___ RAW DATA ___

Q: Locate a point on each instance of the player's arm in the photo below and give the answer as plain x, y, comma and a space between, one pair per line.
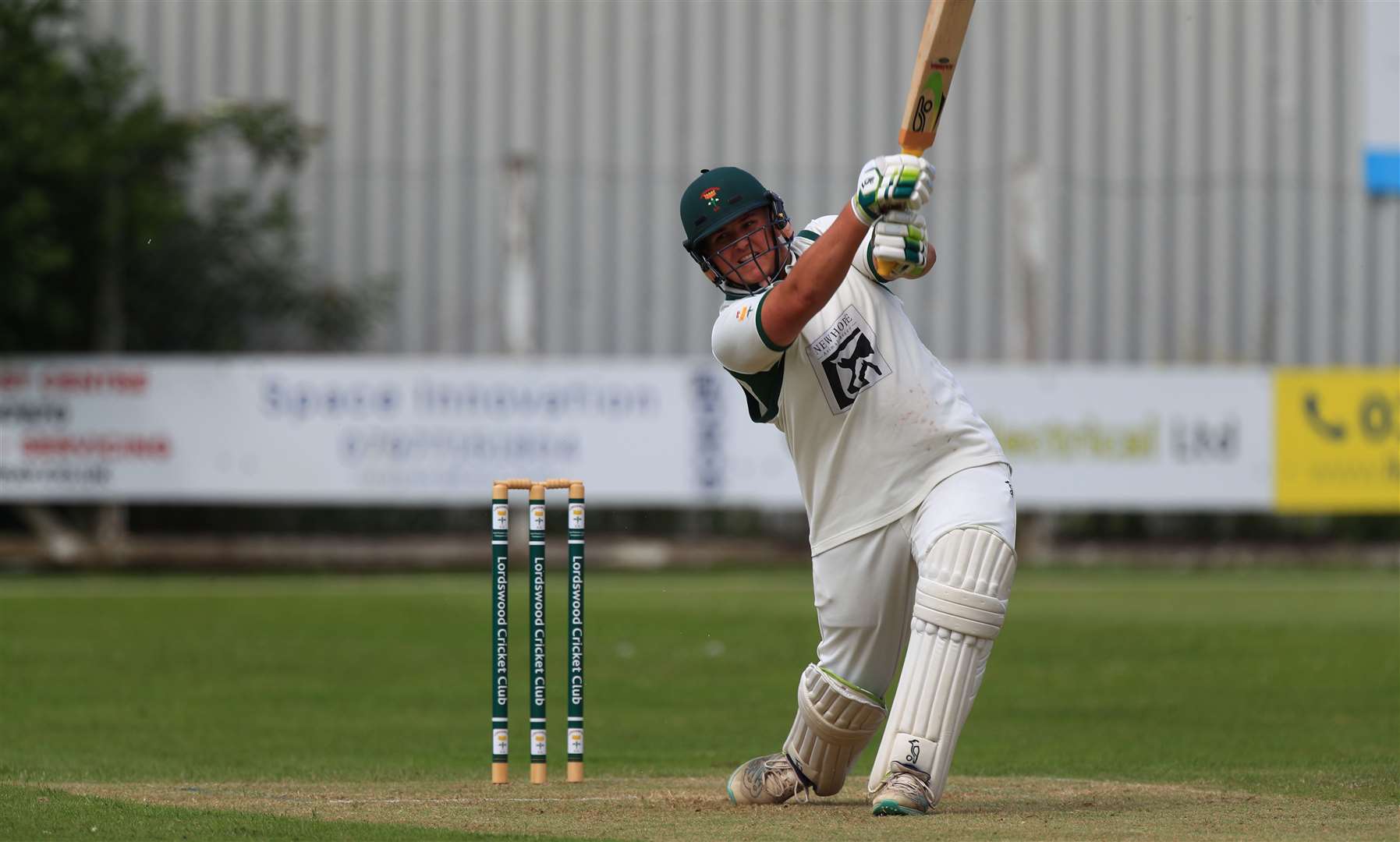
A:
812, 280
888, 183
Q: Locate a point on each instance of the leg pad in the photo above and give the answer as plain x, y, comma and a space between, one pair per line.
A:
833, 723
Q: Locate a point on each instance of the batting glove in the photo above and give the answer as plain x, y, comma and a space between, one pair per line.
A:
902, 239
892, 183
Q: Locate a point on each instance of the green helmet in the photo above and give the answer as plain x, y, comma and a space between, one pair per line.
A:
717, 197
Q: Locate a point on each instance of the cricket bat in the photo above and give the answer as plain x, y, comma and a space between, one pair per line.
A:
938, 47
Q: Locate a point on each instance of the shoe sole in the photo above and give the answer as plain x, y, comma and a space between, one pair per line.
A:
889, 808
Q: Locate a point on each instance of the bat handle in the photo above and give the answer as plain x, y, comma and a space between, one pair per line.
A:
887, 267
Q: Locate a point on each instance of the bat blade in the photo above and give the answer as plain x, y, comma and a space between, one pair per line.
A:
938, 49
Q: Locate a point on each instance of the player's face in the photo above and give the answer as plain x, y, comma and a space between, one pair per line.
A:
744, 249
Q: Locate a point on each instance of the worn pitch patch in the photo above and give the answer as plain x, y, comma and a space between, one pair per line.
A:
697, 808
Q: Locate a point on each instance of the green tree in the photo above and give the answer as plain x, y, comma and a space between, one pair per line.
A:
101, 242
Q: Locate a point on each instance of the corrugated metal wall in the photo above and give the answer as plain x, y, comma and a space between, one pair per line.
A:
1125, 181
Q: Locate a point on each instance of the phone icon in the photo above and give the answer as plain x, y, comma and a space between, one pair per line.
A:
1324, 428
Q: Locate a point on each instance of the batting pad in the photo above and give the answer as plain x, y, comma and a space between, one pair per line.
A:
959, 607
833, 725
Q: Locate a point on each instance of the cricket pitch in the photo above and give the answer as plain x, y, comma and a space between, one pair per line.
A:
697, 808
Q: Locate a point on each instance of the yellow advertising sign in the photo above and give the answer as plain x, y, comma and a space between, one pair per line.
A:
1338, 440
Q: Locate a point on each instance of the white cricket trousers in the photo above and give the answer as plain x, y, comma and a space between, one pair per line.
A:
864, 589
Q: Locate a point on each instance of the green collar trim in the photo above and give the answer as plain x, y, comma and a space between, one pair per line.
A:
857, 688
757, 322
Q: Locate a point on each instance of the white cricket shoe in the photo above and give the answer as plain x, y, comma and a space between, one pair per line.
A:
767, 780
903, 792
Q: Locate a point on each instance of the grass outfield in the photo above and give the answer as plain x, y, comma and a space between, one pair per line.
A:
1116, 704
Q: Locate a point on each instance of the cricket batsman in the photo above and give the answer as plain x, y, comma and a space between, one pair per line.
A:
908, 493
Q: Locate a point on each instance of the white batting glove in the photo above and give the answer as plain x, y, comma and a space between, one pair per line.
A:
902, 239
892, 183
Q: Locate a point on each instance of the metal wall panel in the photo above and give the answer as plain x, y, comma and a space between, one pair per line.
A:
1147, 181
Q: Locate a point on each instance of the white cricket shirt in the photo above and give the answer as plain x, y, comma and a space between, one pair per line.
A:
873, 419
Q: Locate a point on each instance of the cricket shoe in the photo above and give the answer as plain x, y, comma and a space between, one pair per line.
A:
903, 792
767, 780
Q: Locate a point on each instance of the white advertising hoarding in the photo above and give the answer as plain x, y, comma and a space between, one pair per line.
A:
436, 431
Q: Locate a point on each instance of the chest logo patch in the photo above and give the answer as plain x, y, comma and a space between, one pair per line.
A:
846, 359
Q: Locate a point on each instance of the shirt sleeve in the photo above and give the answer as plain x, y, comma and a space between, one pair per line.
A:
738, 340
861, 262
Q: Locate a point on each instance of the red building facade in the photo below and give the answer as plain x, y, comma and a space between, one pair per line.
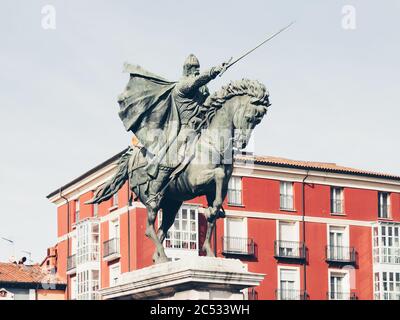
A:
317, 230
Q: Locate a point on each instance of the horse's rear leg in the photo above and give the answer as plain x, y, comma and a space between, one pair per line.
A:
169, 210
214, 206
159, 255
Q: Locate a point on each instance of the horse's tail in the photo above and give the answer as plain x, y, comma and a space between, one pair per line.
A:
112, 186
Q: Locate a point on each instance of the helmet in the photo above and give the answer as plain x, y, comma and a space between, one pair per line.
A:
191, 61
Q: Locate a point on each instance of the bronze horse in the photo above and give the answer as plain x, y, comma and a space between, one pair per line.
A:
233, 112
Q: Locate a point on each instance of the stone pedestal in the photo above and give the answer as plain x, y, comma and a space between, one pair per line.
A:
194, 278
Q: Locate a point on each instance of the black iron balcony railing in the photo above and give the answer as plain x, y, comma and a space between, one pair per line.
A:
235, 245
253, 294
290, 249
111, 247
340, 254
332, 295
284, 294
71, 262
286, 202
337, 205
384, 211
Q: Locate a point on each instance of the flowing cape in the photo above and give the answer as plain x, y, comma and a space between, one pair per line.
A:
148, 109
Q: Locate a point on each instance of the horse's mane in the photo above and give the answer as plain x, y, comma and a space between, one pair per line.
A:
252, 88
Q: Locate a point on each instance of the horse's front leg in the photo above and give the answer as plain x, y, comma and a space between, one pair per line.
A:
159, 256
214, 211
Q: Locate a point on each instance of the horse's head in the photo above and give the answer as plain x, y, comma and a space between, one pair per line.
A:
246, 102
250, 108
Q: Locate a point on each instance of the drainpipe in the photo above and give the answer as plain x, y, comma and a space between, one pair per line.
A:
129, 228
304, 232
68, 222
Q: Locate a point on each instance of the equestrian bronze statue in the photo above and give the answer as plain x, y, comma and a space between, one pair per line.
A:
187, 142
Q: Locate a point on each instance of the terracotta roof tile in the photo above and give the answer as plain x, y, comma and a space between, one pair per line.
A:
321, 166
10, 272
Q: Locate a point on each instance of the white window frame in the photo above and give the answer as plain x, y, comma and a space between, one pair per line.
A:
112, 226
388, 205
77, 211
73, 287
297, 227
95, 210
297, 281
346, 290
286, 195
383, 252
114, 280
245, 234
235, 191
296, 247
178, 253
345, 241
115, 200
334, 199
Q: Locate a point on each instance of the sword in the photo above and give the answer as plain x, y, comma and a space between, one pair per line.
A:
230, 64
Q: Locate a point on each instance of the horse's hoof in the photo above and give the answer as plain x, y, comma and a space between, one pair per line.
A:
161, 260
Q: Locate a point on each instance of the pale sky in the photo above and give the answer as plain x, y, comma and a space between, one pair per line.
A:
334, 91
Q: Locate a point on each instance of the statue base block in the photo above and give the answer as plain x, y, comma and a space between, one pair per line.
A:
194, 278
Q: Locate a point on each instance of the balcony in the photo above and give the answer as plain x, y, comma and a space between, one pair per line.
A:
238, 246
286, 202
282, 294
71, 264
341, 295
252, 294
290, 250
111, 249
339, 254
337, 206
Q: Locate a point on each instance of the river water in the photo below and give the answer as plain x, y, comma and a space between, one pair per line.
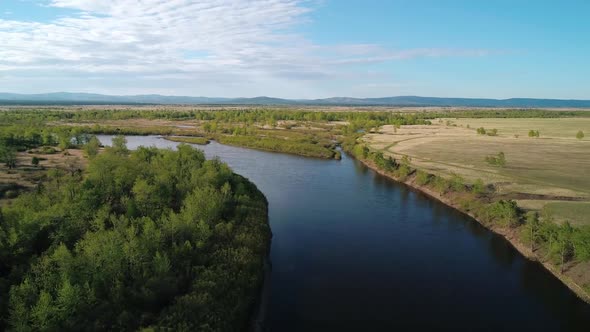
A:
354, 251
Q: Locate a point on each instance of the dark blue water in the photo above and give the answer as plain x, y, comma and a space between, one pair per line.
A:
353, 251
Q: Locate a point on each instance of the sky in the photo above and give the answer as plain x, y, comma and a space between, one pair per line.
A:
297, 48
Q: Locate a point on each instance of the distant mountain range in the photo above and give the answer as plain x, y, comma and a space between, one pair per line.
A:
66, 98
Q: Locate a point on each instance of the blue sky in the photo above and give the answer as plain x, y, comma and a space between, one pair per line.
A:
297, 49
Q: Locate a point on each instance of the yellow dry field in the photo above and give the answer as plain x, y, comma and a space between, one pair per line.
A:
552, 168
26, 175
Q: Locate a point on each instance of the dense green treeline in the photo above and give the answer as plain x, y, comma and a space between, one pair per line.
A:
150, 238
253, 115
557, 243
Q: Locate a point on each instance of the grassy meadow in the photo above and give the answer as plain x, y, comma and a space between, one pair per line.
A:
549, 170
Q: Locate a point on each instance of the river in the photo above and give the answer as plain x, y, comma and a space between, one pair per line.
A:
354, 251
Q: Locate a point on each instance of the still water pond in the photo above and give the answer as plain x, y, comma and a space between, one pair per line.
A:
353, 251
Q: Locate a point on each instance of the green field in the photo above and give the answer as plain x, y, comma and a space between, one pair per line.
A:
551, 168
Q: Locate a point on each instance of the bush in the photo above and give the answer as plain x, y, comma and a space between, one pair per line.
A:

___

* SET PROBLEM
Starting with the line that contains "Q: Locate a point on each instance of the dense", repeat each line through the last one exactly as it appears. Include both ends and nothing more.

* IN RESPONSE
Q: Locate a point on each instance of the dense green treeline in the photo above and give the answer as plain x, y, comma and a space between, one pair per line.
A:
150, 238
253, 115
557, 243
Q: Locate a point on each instance of the grassy meadow in the photo above and give the answer as plain x, y, comma and a space between, one pair per line.
A:
549, 170
Q: Locate a point on each instance of the river in the photo above and give the answer as plain x, y, comma and a space between, one pair per line.
A:
354, 251
Q: Locate a point on each instance of the still water pond in the photo above and give the answer as plain x, y, comma and a space between, one pair per line.
A:
353, 251
Q: Locate a point on each instance of the green field in the photo above and give the answer as plain x, y, comma and a space between, one pair per line.
A:
551, 168
Q: Locate a point on each instance of the bush in the photo above and give the answer as plain x, y, comma and a space between, one pair per line.
A:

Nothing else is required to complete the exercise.